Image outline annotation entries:
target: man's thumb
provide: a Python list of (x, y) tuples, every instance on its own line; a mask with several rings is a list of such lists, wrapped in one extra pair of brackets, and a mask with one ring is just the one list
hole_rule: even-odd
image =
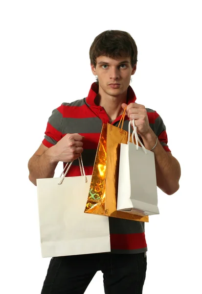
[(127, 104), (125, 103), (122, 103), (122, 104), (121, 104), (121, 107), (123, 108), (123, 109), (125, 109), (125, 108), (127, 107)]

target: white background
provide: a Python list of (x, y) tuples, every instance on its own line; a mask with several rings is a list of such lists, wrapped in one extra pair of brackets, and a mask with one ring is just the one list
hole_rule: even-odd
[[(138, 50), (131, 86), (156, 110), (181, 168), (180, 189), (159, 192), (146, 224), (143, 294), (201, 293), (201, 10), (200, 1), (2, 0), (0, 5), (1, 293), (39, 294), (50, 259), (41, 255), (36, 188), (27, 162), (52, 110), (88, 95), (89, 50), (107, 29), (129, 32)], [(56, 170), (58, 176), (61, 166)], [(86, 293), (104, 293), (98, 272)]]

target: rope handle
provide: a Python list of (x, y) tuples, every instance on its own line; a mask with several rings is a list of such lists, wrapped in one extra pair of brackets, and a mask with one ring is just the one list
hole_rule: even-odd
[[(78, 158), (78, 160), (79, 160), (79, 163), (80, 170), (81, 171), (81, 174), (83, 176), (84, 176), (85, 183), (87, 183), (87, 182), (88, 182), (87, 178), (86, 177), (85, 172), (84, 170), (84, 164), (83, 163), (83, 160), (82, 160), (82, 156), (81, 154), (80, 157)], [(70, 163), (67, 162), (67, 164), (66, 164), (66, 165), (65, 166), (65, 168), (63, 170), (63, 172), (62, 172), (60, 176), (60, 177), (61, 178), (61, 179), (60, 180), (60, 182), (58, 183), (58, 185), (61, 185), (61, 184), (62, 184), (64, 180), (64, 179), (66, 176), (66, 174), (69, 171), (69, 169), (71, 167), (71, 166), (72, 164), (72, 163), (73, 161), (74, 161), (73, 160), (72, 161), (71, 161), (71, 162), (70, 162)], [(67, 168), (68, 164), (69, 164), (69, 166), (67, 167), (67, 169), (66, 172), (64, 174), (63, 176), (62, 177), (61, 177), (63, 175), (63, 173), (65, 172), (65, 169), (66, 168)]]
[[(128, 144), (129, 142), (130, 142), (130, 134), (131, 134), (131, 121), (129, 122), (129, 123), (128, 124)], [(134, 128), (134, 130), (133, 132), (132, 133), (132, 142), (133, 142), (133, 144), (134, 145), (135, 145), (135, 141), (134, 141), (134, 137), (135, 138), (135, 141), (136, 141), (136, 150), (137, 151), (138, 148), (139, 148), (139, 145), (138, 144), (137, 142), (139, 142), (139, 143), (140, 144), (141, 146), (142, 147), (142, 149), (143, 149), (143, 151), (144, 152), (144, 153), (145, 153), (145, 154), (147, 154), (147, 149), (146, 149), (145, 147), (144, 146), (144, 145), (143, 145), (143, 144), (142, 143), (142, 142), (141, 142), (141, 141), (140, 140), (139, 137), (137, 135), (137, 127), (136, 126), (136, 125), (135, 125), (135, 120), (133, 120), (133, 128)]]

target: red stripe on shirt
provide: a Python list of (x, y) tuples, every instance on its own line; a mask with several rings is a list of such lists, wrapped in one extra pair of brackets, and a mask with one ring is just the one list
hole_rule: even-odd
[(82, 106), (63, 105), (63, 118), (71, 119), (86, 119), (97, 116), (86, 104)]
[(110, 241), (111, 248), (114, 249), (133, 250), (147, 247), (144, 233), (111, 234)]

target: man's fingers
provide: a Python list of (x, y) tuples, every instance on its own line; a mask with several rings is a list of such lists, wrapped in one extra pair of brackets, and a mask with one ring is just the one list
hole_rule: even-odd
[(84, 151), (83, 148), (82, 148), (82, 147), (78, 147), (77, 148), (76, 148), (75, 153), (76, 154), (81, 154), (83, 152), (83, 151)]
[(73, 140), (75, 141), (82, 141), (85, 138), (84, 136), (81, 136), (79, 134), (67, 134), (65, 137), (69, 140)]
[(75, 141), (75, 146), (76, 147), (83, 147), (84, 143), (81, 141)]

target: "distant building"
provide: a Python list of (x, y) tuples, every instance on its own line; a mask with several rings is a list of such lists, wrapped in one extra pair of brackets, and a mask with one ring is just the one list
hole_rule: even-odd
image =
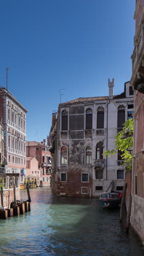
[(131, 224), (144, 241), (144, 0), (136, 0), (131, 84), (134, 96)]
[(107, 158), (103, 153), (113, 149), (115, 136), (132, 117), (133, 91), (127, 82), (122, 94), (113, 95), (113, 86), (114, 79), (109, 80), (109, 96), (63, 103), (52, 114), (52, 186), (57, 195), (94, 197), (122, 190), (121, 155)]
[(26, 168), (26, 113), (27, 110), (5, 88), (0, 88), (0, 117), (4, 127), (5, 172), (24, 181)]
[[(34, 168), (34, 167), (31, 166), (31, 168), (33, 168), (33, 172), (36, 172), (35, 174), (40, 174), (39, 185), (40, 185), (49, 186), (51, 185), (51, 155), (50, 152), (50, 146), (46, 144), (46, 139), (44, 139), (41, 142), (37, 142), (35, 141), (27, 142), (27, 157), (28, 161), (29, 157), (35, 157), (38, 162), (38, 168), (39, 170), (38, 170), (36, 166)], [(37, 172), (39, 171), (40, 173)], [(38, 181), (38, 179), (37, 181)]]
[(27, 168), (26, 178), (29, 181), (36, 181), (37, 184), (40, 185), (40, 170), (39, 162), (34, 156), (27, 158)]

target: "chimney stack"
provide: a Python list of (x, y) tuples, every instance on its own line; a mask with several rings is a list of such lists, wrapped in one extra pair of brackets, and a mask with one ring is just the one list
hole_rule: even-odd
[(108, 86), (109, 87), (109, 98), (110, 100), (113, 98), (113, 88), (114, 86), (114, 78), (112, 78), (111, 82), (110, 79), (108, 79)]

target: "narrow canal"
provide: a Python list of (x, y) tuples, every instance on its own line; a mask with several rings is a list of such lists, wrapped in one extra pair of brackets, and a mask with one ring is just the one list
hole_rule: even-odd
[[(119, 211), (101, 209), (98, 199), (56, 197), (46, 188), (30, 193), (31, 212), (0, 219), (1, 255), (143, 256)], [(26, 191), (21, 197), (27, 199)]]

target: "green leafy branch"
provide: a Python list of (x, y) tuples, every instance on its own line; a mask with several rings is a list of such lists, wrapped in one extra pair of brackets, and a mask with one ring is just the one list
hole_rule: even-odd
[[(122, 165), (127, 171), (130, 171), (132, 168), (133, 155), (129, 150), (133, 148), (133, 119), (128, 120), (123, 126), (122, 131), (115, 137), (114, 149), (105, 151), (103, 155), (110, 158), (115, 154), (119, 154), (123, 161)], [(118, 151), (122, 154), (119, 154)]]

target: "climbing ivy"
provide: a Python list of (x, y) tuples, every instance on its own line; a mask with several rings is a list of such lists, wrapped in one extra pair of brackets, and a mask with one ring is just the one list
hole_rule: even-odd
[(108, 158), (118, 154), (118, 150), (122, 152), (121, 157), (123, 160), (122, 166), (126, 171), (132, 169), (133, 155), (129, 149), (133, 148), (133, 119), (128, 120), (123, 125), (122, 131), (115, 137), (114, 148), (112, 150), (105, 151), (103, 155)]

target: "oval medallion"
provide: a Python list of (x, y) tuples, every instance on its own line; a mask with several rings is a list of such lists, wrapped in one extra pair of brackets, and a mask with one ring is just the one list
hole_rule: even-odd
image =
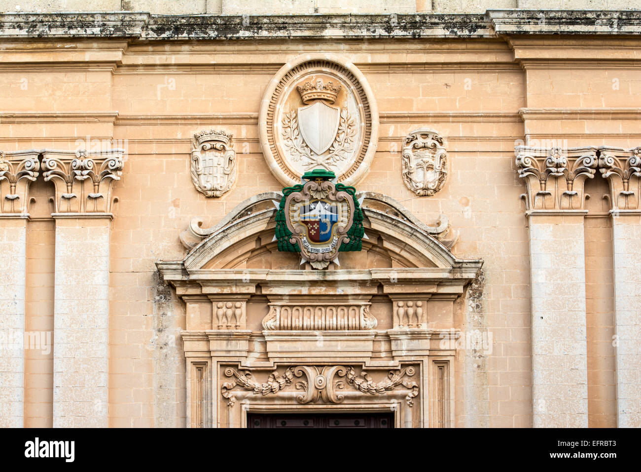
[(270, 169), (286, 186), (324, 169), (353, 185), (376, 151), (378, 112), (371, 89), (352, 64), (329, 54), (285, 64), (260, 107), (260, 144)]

### Stated exercise
Rewrite the items from their start through the line containing "108), (127, 107)]", requests included, with every coordinate in the answers scaled by 0.75 and rounded to a whole number, halves going up. Omit the pictures from your output.

### Finished answer
target: man's thumb
provide: a Python list of (x, y) tuples, every instance on its own line; a mask with several rings is a list of such lists, wrapped in one extra pair of brackets, and a mask with one ring is just the one list
hole_rule: even-odd
image =
[(95, 78), (94, 77), (92, 77), (92, 78), (91, 78), (91, 80), (92, 81), (92, 82), (94, 82), (94, 81), (95, 80)]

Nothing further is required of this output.